(Beginning of Records shown)
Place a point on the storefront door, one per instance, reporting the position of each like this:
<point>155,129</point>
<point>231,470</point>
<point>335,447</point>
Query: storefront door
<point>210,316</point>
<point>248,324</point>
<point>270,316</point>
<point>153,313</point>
(End of Records shown)
- **Directions**: Once the records end, copy them all again exactly.

- **Your solution**:
Place a point on the storefront door, one per instance, reporting the position of each like this:
<point>155,129</point>
<point>231,470</point>
<point>335,447</point>
Query: storefront door
<point>210,316</point>
<point>248,324</point>
<point>270,316</point>
<point>153,313</point>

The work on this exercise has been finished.